아래 자료에서 "Task: locate the hay bale" 문구가 있는 줄부터 "[(214, 138), (221, 137)]" 문구가 있는 줄까지 양 끝 줄을 포함해 모든 줄을 다시 쓰세요. 답에 적힌 좌표의 모든 수에 67을 더해 이동시키세요.

=== 점 주석 세트의 항목 ===

+-------+

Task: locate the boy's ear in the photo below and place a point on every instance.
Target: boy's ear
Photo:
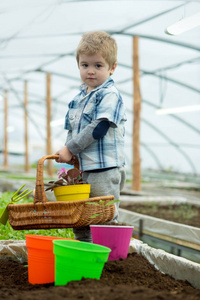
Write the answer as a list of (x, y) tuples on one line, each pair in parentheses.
[(113, 68)]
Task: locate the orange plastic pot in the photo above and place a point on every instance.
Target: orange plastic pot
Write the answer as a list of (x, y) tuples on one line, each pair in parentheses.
[(41, 261)]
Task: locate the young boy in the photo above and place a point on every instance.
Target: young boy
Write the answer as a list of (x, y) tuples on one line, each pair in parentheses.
[(95, 122)]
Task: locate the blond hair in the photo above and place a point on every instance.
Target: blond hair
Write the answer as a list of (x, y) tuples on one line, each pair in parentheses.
[(98, 42)]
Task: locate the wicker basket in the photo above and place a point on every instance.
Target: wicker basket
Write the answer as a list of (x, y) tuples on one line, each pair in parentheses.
[(42, 214)]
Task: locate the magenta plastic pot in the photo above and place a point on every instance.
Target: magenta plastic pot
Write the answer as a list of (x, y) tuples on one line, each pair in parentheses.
[(117, 238)]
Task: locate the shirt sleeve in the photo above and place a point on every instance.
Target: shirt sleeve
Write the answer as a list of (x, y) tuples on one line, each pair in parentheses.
[(110, 107), (88, 135)]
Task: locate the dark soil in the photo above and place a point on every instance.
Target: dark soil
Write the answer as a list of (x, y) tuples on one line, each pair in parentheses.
[(133, 278), (183, 213)]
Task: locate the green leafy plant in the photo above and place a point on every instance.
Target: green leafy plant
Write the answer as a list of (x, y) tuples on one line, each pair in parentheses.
[(66, 177), (4, 213), (102, 205)]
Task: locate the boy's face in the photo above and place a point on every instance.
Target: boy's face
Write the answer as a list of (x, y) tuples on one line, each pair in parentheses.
[(94, 70)]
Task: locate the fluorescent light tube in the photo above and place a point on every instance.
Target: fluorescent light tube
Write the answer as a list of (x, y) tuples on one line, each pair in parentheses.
[(184, 25), (176, 110), (56, 123)]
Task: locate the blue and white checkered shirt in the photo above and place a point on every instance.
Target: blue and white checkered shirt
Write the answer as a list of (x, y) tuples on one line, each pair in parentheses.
[(104, 102)]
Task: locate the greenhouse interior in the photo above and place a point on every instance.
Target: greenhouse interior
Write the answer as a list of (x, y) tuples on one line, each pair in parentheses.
[(158, 78)]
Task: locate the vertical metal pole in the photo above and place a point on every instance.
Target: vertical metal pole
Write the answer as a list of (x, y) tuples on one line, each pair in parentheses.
[(48, 102), (5, 164), (27, 168), (136, 168)]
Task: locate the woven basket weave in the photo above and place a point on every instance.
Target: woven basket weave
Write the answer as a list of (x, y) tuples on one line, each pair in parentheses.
[(42, 214)]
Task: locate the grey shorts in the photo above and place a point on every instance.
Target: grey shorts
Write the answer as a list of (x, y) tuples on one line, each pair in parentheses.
[(106, 183), (110, 182)]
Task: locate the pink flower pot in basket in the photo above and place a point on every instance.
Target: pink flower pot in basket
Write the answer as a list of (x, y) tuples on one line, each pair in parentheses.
[(117, 238)]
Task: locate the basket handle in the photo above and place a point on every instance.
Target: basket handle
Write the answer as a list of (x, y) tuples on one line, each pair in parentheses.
[(40, 195)]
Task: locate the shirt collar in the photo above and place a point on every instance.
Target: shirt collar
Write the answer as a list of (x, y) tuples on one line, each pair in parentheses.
[(105, 84)]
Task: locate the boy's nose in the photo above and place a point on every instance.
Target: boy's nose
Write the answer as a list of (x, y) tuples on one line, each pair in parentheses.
[(91, 71)]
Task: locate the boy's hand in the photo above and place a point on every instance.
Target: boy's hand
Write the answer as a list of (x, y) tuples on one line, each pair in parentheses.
[(65, 155)]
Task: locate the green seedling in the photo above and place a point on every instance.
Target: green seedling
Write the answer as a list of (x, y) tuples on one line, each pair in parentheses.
[(4, 212)]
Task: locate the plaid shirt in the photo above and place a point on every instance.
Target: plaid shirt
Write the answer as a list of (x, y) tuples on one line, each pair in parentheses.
[(103, 102)]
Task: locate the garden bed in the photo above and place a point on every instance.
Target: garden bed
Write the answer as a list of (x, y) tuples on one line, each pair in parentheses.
[(180, 213), (132, 278)]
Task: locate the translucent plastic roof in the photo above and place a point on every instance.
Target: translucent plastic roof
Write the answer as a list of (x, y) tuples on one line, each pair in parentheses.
[(41, 36)]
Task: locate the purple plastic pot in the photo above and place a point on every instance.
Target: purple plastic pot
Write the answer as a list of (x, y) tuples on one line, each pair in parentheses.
[(117, 238)]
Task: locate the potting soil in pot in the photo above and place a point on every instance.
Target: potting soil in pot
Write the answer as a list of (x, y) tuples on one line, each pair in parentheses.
[(133, 278)]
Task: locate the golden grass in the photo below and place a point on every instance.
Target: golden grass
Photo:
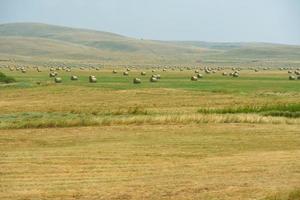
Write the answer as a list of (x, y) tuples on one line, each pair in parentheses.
[(207, 161)]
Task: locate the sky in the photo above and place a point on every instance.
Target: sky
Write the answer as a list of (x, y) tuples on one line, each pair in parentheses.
[(273, 21)]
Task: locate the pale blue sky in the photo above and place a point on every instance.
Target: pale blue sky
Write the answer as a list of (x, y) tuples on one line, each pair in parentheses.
[(276, 21)]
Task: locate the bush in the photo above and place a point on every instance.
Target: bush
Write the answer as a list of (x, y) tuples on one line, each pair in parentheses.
[(6, 79)]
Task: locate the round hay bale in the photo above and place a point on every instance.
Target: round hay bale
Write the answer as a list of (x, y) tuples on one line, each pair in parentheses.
[(92, 79), (199, 76), (125, 73), (137, 81), (153, 79), (194, 78), (236, 74), (52, 74), (74, 78), (58, 80)]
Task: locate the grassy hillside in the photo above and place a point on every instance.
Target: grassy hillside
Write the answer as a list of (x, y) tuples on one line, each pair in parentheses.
[(32, 42)]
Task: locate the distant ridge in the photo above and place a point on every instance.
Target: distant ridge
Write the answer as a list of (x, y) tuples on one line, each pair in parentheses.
[(38, 42)]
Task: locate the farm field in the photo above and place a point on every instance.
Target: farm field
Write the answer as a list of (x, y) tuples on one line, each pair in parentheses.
[(220, 137)]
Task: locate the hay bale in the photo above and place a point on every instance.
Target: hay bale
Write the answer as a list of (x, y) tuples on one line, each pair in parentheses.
[(137, 81), (92, 79), (153, 79), (236, 74), (74, 78), (52, 74), (125, 73), (58, 80), (194, 78)]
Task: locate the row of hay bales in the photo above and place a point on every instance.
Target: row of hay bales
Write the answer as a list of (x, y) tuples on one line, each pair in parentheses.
[(92, 79), (294, 73)]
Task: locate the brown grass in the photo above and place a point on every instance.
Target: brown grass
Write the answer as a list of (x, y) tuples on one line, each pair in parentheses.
[(208, 161)]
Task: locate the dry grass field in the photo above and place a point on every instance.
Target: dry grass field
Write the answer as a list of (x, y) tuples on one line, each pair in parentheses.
[(216, 138)]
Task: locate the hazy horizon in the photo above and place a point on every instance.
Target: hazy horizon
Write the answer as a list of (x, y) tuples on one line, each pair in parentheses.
[(276, 21)]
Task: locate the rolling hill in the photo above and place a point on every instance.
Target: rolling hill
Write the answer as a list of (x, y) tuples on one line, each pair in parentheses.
[(39, 43)]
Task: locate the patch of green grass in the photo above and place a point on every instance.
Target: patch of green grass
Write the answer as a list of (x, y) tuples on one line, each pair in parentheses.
[(6, 79), (282, 110)]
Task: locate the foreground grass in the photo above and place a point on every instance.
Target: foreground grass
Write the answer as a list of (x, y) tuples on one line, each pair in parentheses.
[(285, 110), (54, 120), (207, 161), (293, 195)]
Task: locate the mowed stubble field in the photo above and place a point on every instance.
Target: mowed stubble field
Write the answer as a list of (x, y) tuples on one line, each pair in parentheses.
[(117, 140)]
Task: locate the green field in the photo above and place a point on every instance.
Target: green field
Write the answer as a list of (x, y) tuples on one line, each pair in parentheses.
[(214, 138), (221, 137)]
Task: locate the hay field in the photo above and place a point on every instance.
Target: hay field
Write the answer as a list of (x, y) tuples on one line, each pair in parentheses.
[(216, 138)]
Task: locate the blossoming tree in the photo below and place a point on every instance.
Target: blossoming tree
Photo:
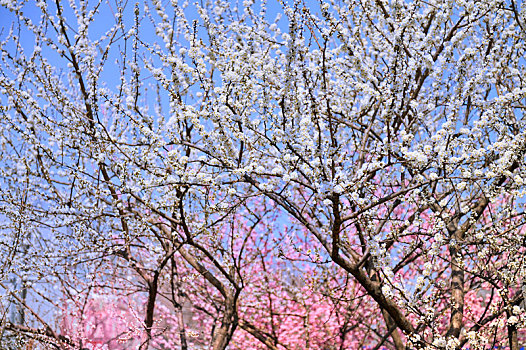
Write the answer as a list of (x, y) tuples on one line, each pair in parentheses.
[(145, 147)]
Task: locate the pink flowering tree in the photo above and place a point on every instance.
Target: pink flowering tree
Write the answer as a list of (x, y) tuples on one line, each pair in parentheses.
[(272, 174)]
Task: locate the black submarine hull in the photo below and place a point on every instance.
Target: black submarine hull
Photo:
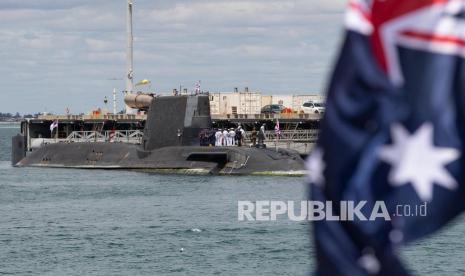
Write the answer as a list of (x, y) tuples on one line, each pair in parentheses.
[(188, 160), (170, 144)]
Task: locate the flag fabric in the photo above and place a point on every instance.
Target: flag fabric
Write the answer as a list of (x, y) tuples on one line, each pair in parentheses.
[(277, 129), (393, 131), (143, 82), (53, 125)]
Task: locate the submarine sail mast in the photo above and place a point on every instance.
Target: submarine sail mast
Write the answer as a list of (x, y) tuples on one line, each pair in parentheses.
[(129, 53)]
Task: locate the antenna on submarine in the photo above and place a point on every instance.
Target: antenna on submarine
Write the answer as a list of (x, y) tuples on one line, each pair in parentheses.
[(129, 53)]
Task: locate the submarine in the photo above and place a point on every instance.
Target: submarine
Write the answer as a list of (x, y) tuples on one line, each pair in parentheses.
[(170, 144)]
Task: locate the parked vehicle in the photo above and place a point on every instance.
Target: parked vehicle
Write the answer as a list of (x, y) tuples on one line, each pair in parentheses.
[(273, 109), (313, 107)]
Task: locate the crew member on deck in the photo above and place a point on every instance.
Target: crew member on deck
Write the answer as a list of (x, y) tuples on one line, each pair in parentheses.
[(218, 135), (261, 135), (231, 136), (225, 137)]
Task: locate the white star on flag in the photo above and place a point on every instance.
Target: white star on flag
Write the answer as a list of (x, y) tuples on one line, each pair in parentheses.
[(415, 159), (316, 167)]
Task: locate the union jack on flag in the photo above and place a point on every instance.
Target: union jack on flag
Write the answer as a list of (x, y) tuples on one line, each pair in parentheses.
[(393, 131)]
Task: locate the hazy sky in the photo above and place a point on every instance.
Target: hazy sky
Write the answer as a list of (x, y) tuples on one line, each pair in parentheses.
[(57, 54)]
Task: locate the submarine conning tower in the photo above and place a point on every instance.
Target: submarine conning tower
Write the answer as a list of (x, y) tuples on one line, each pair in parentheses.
[(176, 121)]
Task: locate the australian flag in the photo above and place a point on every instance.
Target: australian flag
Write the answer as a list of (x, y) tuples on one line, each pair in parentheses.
[(393, 132)]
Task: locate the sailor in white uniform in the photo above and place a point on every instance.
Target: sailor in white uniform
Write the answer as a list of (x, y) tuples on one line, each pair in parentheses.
[(231, 136), (218, 135), (225, 137)]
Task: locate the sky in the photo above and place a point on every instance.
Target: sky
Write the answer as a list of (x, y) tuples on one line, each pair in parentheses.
[(59, 54)]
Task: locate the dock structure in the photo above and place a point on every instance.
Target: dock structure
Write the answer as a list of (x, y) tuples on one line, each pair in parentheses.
[(298, 130)]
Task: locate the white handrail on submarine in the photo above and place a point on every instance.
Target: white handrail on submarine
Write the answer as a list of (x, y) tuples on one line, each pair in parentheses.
[(135, 136)]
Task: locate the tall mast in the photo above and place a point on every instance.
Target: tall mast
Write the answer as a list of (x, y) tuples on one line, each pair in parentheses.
[(129, 52)]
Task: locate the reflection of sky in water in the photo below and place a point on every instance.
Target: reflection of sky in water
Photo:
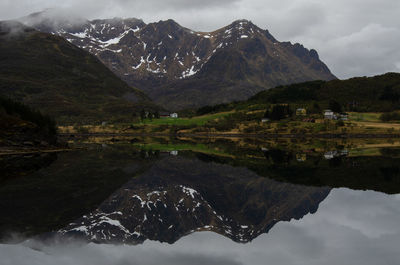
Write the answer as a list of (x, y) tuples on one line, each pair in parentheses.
[(350, 227)]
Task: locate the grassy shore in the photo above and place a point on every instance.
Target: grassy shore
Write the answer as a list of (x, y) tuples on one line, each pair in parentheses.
[(245, 123)]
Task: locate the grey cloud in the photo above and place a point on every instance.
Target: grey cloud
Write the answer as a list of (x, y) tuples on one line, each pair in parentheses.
[(353, 37)]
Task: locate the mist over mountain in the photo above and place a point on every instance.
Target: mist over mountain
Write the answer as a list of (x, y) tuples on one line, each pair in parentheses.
[(180, 68), (50, 74)]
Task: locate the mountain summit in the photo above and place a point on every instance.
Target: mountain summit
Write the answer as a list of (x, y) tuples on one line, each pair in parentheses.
[(181, 68)]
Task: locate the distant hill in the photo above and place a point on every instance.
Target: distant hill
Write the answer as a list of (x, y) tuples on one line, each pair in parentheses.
[(181, 68), (54, 76), (22, 127), (363, 94)]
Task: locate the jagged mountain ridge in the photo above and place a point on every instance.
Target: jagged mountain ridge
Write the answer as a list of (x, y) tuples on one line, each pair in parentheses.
[(179, 196), (176, 65)]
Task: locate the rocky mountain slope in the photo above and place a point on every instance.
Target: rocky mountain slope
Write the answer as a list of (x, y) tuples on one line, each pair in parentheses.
[(50, 74), (181, 68)]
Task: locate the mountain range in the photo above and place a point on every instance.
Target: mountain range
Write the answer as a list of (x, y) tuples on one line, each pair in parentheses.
[(58, 78), (181, 68)]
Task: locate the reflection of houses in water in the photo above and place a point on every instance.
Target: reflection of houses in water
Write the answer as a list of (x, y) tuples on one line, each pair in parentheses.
[(332, 154), (173, 152)]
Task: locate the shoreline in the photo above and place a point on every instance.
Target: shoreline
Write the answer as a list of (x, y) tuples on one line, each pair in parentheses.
[(235, 135)]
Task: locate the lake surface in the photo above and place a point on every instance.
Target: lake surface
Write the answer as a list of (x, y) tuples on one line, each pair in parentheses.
[(220, 201)]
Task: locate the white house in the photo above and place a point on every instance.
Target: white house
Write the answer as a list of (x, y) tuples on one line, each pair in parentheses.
[(328, 114)]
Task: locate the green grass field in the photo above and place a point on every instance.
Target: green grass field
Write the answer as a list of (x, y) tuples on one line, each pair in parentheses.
[(199, 120)]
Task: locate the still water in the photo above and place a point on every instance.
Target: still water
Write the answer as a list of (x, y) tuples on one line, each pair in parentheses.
[(196, 202)]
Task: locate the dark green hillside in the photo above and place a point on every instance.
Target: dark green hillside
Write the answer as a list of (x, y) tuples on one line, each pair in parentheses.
[(48, 73), (20, 126), (362, 94)]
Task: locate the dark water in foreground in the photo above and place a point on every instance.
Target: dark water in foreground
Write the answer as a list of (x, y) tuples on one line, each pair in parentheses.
[(202, 203)]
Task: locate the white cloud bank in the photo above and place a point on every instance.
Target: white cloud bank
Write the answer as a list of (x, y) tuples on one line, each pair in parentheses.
[(353, 37), (350, 227)]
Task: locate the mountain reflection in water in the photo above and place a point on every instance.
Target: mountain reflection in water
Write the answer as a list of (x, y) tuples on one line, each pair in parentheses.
[(350, 227), (283, 203)]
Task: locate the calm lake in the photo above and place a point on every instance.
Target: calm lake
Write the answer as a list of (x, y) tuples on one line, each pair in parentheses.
[(203, 201)]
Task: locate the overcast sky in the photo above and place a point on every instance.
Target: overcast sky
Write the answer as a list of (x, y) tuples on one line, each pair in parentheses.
[(353, 37)]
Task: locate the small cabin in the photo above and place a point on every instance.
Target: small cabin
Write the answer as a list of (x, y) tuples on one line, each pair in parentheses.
[(328, 114), (344, 116), (301, 112)]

+-------+

=== 최종 결과 ===
Task: locate the hay bale in the photo above and place a point on every instance.
Target: hay bale
Write the answer as a list of (x, y) tuples on one line, each pair in parentheses.
[(204, 148), (159, 146), (220, 146), (303, 141), (141, 145), (119, 141), (192, 140), (125, 147), (261, 145)]
Task: locate the row of hay bales in the photo above and place a point on every instance.
Target: row of hay bales
Write the answer as a list of (x, y) tuples on one line, each pair in parentheses.
[(159, 146), (361, 140)]
Task: locate the brown grass in the photo above and place a point on every instance.
Target: brown grass
Write the answer as a list of (x, y) tuples on one line, each pair in parentheses.
[(275, 228)]
Task: locate the dry grass field in the photo above and place a point on every instance.
Target: dry grass field
Write the answer as a list of (x, y) tuples on one line, each pair in parentheses.
[(283, 205)]
Task: locate the hazy horizon in the photo above and place a point on every instance.
Target: hazy horizon
Write the answer as a list of (x, y) tuples on one line, each pair in parentheses.
[(343, 88)]
Task: locate the rolling hill in the photo above and place a point on every instance.
Target: rolling hill
Write the answer as a list of (x, y) tuples on one line, each pair in parentheses.
[(106, 110)]
Task: locate the patch of green grass in the photo above and place a point on every instance.
Target: patch of green grass
Write the answer as a list of (x, y) tuples on one line, each pair in parentheses.
[(73, 146), (349, 177)]
Task: locate the foreground grass in the photo above and place a point on every instance.
Target: foreground grass
Write the answer as a list of (x, y) tuples on one line, each pair in parentheses.
[(352, 177), (121, 187), (274, 228), (360, 262)]
Task: locate the mowed stubble field in the photo above and place a point on every instance.
Target: mowed stubble field
Write the answer as a list of (x, y) tuples on one line, each pair in parentheses.
[(184, 207)]
Task: locate the green field in the photo above and place a point on every instance.
Target: green field
Write the answer as a list of (x, y) tuples on one line, each pair in parentheses.
[(281, 205), (288, 204)]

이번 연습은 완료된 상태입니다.